## PROBLEM TO WORK ON:
Your answer should be the exact lines of the data below from the one containing "[[159, 657], [792, 1043]]" through the one containing "[[322, 683], [58, 929]]"; please include nothing else.

(Excerpts from a dataset)
****************************************
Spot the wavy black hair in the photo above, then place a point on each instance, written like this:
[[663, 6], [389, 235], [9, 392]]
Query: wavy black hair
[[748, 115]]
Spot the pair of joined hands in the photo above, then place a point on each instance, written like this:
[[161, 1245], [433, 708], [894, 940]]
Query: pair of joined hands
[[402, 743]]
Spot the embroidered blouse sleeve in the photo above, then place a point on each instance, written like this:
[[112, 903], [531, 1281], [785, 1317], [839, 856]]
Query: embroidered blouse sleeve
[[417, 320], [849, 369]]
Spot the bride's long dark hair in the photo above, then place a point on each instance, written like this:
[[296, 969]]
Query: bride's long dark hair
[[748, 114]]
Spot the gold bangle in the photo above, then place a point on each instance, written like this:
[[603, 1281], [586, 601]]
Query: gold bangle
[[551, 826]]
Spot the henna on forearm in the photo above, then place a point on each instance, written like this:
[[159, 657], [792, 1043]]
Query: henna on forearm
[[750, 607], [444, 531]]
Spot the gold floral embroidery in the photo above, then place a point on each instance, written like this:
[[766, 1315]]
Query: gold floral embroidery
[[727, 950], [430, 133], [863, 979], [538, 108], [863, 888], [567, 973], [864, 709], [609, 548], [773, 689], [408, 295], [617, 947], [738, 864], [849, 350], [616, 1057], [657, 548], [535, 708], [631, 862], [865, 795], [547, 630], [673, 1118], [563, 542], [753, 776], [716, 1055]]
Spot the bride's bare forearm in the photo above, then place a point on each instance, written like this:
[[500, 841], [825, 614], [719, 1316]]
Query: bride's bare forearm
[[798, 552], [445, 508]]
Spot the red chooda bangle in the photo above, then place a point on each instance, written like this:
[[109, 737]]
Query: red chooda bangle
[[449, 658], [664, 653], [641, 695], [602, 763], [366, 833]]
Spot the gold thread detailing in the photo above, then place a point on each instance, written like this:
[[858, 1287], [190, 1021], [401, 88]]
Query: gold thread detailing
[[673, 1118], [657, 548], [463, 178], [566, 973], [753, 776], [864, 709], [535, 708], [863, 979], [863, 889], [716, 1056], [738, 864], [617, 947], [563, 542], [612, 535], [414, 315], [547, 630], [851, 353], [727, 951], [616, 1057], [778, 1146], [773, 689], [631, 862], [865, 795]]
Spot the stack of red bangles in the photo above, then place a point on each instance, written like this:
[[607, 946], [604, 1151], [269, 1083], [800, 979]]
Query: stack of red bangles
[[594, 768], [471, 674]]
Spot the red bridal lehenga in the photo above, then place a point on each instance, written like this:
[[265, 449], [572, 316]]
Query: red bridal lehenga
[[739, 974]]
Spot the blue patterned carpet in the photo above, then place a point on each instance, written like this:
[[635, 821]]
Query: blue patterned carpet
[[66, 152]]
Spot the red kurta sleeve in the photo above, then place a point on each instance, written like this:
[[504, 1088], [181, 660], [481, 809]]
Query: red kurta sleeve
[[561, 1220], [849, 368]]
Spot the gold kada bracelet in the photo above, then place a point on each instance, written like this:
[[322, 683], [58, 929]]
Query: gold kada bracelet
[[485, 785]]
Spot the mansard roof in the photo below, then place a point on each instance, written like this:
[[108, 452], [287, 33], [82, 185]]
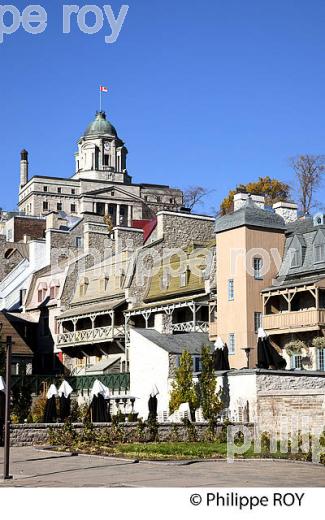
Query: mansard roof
[[304, 234], [100, 126], [250, 215]]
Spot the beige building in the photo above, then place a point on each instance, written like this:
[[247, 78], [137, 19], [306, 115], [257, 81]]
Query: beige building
[[101, 183], [250, 244]]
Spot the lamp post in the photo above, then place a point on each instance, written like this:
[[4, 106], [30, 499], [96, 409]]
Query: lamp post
[[6, 475], [247, 351]]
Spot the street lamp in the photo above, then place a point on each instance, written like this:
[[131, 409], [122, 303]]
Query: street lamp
[[8, 344], [247, 351]]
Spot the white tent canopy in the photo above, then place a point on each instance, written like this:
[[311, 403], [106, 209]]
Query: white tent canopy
[[99, 389], [65, 389], [218, 344], [52, 391], [261, 333]]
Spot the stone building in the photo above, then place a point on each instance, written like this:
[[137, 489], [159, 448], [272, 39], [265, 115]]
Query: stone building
[[101, 183], [294, 305]]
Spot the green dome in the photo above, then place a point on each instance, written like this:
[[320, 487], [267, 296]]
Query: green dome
[[101, 126]]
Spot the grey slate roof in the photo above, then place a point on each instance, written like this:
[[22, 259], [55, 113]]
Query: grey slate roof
[[250, 215], [302, 233], [177, 343]]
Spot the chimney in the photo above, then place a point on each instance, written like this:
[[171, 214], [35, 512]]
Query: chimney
[[23, 168], [286, 210], [241, 198]]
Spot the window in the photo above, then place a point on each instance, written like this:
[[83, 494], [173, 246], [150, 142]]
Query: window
[[258, 264], [53, 292], [295, 258], [183, 279], [79, 242], [41, 292], [296, 361], [231, 343], [45, 330], [165, 280], [231, 290], [319, 253], [257, 321], [320, 359], [197, 366]]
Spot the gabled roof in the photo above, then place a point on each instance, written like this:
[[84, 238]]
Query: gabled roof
[[192, 342], [20, 347], [250, 215]]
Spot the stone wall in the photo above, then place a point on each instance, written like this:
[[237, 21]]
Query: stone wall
[[33, 434], [293, 398]]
****************************************
## TASK RESULT:
[[159, 657], [792, 1043]]
Query: henna on forearm
[[750, 607], [444, 531]]
Spot the gold floral embroidery in the photo above, then place a point on each instance, written like this:
[[766, 1315]]
Query: gold floral embroidery
[[727, 950], [430, 133], [863, 979], [538, 108], [863, 888], [567, 973], [864, 709], [609, 548], [773, 689], [408, 295], [617, 947], [738, 864], [849, 350], [616, 1057], [657, 548], [535, 708], [631, 862], [865, 795], [547, 630], [673, 1118], [563, 542], [753, 776], [716, 1055]]
Spot the bride's bare forearm in the photo above, then place a point on each instance, written like this:
[[500, 841], [825, 614], [719, 1316]]
Query: bride's bare forearm
[[798, 552], [445, 508]]
Spot the red chooda bangle in the photo above, then place a point on each instance, written like this:
[[109, 737]]
Query: red chooda bangle
[[449, 658], [664, 653], [641, 695], [602, 763], [366, 833]]
Spot the gold thread detailing in the photo above, then place a point on each instance, written like this:
[[858, 1287], [190, 1021], [401, 88]]
Query: gold thread detailing
[[673, 1118], [657, 548], [463, 178], [566, 973], [753, 776], [864, 709], [535, 708], [863, 979], [863, 889], [716, 1056], [738, 864], [617, 947], [563, 542], [612, 535], [414, 315], [547, 630], [851, 353], [727, 951], [616, 1057], [778, 1146], [773, 689], [631, 862], [865, 795]]
Spot the stack of red bangles in the photo above, then place a point on each instance, written like this:
[[607, 946], [604, 1151], [269, 1083], [800, 979]]
Query: stack of red bangles
[[594, 768], [471, 674]]
Spot the red bridal lehenga in the photo above, then place a point on each instance, written like this:
[[265, 449], [572, 316]]
Query: red bridal lehenga
[[739, 974]]
Spot the blue patterned carpet in the photo above, then place a point on each instance, written like this:
[[635, 821]]
Query: blue patterned carpet
[[66, 152]]
Spot the red kurta sleeve in the photo above, then place a point on each instance, written like this:
[[504, 1088], [181, 660], [481, 809]]
Query: red kurta sleeve
[[561, 1220], [849, 368]]
Spot the gold kada bracelet in the photo above, then place a point on each instance, written like this:
[[322, 683], [58, 929]]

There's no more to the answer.